Copy the data word for word, beginning at the line containing "Would you mind marking the black face mask on" and ending with the final line.

-------- Raw records --------

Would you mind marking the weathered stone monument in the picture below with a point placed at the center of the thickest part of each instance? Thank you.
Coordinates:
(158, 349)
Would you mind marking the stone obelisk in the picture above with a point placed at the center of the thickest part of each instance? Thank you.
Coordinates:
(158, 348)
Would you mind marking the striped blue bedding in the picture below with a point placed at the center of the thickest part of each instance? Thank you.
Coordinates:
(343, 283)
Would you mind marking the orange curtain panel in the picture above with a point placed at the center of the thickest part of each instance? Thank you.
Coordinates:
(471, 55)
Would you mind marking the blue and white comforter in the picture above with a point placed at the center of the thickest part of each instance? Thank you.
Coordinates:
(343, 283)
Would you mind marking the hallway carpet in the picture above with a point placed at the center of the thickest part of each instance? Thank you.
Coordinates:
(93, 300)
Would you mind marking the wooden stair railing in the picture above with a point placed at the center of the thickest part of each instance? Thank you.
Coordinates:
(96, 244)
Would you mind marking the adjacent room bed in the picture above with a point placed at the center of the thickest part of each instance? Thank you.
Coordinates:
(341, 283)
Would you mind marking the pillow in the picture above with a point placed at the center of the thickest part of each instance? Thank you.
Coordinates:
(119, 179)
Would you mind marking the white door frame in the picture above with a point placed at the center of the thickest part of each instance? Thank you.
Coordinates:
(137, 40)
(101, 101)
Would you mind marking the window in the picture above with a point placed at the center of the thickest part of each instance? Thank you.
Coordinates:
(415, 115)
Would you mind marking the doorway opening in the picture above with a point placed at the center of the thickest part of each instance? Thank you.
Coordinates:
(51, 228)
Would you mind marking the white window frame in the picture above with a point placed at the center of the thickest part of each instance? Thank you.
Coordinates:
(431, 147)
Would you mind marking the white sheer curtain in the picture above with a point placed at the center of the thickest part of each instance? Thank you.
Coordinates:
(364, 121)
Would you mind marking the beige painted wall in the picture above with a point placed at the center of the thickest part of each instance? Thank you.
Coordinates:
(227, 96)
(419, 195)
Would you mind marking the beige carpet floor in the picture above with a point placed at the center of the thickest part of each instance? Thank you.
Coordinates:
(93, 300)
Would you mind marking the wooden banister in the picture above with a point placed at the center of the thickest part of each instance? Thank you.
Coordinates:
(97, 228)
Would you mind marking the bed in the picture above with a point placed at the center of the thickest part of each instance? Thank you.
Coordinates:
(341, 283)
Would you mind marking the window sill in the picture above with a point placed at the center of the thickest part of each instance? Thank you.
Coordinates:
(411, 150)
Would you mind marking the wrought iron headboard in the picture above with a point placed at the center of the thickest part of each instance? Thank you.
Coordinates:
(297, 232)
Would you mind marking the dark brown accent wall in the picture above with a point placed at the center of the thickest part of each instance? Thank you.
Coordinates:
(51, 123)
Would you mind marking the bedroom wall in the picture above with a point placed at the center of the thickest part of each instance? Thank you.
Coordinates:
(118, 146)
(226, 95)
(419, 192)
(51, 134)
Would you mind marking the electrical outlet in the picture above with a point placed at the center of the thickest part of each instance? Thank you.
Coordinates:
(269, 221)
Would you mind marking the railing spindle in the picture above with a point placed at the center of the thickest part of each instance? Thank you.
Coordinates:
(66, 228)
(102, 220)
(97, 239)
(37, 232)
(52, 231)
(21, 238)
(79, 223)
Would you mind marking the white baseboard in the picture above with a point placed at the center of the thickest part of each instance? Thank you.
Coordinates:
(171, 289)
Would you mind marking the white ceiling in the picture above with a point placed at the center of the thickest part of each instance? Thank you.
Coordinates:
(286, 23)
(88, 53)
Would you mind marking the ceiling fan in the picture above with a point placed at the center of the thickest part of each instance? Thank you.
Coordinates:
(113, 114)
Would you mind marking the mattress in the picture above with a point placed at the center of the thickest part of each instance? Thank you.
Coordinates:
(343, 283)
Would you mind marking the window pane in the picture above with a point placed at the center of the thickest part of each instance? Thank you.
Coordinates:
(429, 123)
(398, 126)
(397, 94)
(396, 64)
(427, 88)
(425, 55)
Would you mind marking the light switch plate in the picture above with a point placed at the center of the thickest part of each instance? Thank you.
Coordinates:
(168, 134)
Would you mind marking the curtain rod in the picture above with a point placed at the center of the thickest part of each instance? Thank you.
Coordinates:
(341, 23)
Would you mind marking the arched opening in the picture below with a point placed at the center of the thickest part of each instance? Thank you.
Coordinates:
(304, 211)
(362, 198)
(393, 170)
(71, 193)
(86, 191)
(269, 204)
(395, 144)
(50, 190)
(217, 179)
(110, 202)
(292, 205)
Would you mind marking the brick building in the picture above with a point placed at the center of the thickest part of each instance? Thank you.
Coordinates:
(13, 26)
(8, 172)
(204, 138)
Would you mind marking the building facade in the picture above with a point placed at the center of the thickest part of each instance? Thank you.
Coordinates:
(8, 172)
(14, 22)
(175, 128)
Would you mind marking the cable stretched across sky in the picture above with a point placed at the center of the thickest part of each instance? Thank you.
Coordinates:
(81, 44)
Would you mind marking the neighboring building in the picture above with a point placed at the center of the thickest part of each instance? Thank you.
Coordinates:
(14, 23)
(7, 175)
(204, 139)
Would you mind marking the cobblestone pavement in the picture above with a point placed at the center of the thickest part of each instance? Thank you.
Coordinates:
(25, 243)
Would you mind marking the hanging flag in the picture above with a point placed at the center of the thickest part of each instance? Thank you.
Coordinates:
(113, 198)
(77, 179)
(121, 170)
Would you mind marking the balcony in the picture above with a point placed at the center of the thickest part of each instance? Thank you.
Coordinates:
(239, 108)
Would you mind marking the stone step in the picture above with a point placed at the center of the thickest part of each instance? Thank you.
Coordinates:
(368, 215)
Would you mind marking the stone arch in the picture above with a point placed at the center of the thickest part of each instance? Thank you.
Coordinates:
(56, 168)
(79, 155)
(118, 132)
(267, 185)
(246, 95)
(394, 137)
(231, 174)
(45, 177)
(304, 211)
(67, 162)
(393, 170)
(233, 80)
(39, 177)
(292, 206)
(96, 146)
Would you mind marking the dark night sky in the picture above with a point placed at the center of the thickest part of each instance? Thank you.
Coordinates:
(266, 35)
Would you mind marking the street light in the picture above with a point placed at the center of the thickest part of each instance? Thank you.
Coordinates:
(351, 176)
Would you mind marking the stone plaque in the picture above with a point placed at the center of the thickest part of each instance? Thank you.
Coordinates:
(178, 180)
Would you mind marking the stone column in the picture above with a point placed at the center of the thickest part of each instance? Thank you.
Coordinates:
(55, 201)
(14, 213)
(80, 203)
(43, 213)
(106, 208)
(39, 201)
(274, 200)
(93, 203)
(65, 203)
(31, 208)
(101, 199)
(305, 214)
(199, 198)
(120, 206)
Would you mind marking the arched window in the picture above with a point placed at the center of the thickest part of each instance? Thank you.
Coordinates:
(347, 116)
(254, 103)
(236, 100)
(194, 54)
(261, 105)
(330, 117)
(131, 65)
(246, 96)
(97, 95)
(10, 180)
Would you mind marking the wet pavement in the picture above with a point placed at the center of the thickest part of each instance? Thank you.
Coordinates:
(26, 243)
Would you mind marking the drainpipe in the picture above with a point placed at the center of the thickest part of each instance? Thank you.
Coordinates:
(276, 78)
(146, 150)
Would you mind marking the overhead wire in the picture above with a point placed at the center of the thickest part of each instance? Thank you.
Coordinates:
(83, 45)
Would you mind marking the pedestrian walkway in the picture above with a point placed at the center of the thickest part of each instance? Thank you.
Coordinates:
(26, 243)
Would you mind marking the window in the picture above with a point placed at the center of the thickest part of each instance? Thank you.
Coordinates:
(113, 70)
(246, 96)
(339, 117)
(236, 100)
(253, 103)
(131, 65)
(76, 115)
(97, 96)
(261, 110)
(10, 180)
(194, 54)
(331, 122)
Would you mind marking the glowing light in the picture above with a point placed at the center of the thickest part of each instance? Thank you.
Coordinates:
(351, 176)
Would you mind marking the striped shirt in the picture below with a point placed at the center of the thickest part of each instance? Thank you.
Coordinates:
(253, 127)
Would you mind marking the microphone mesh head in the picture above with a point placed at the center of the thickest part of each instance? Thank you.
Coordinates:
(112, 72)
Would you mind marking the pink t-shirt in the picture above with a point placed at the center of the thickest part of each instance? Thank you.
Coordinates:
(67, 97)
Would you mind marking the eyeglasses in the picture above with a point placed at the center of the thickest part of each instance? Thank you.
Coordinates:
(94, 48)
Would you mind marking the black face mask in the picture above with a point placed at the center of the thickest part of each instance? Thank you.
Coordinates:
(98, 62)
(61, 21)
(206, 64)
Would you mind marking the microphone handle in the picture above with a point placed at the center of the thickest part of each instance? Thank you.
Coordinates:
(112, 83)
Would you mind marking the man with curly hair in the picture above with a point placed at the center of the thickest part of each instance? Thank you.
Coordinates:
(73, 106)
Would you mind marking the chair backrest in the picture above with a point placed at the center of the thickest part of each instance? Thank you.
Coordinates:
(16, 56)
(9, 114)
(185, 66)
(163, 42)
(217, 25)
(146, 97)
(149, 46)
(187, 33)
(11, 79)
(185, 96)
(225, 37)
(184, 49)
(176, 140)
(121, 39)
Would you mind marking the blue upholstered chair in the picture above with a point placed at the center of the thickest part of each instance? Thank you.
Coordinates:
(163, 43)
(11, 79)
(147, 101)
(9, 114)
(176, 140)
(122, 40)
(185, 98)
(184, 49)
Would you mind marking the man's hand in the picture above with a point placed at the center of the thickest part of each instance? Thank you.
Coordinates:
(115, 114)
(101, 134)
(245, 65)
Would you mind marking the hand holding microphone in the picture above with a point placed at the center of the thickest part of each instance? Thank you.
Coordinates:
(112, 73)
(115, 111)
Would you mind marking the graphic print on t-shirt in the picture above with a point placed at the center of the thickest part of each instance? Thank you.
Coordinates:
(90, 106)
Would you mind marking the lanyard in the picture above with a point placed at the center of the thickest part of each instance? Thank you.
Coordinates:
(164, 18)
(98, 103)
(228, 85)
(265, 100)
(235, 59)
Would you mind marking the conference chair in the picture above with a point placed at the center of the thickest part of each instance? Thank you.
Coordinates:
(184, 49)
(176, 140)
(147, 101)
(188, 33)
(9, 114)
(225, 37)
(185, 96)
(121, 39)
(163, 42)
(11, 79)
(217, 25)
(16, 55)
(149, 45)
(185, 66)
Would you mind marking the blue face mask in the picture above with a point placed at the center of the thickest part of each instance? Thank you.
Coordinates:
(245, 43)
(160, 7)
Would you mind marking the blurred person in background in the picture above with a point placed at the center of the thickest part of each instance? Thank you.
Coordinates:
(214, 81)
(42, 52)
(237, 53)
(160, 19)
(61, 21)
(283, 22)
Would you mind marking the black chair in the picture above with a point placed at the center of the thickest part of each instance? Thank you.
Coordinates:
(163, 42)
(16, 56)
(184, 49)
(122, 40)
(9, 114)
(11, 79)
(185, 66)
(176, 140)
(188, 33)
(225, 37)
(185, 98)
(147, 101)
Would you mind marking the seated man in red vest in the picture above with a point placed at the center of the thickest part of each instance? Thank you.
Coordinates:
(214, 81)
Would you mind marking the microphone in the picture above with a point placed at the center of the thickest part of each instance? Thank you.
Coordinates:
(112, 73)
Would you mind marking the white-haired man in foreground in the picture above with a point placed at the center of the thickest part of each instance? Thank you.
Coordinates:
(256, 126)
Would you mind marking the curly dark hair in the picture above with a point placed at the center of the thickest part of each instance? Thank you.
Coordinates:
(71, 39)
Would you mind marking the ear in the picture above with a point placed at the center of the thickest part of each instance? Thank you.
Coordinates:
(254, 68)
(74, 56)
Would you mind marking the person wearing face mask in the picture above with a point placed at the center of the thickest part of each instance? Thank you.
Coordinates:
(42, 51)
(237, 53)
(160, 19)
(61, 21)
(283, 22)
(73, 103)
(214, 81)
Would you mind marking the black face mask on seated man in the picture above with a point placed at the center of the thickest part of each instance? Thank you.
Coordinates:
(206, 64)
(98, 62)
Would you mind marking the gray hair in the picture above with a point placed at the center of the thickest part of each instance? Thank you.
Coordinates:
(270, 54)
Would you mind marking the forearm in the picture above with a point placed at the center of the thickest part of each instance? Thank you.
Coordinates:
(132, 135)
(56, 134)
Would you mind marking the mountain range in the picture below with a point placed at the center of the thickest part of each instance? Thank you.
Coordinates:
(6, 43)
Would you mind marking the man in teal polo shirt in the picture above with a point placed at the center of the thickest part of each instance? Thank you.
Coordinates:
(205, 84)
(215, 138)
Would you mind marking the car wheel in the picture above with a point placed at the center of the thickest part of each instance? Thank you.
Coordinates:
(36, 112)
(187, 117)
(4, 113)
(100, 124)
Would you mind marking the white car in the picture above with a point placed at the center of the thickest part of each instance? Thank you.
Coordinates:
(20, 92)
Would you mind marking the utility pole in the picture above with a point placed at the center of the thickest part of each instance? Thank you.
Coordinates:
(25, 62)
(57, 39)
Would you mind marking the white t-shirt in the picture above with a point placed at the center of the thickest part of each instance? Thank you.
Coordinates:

--------

Exercise response:
Would you mind marking the black face mask on seated man in the picture above with a point placed at the center of the thickest part of each instance? Thank you.
Coordinates:
(206, 64)
(98, 62)
Would you mind marking the gray hair in the picture above with a point placed at the center of the thickest part of each instance? Thank you.
Coordinates:
(270, 54)
Would you mind marking the forearm in the picture above with a point placed at the center of the thickest part of each instance? Thank you.
Coordinates:
(132, 135)
(56, 134)
Would you mind marking the mountain range in the picture below with a point placed at the center of the thickest part of each instance? Thank you.
Coordinates:
(6, 43)
Would you mind marking the man in teal polo shirt in the picture above with a point placed at the center of the thickest part of each instance? Thank you.
Coordinates:
(205, 84)
(215, 138)
Would you mind marking the car wheel in the picture above with a point placed at the center of the thickest part of each instance? Thank you.
Coordinates:
(36, 112)
(187, 117)
(4, 113)
(100, 124)
Would you mind marking the white car in the picture above with a point placed at the center of the thickest part of each instance? Thank you.
Coordinates:
(20, 92)
Would you mind marking the utility pole in the picture above with a point placed at the center of the thickest part of each instance? Thank you.
Coordinates:
(25, 62)
(57, 39)
Would you mind marking the white t-shirt in the picture above with a point placed at the center of the thickest part of each instance? Thank you.
Coordinates:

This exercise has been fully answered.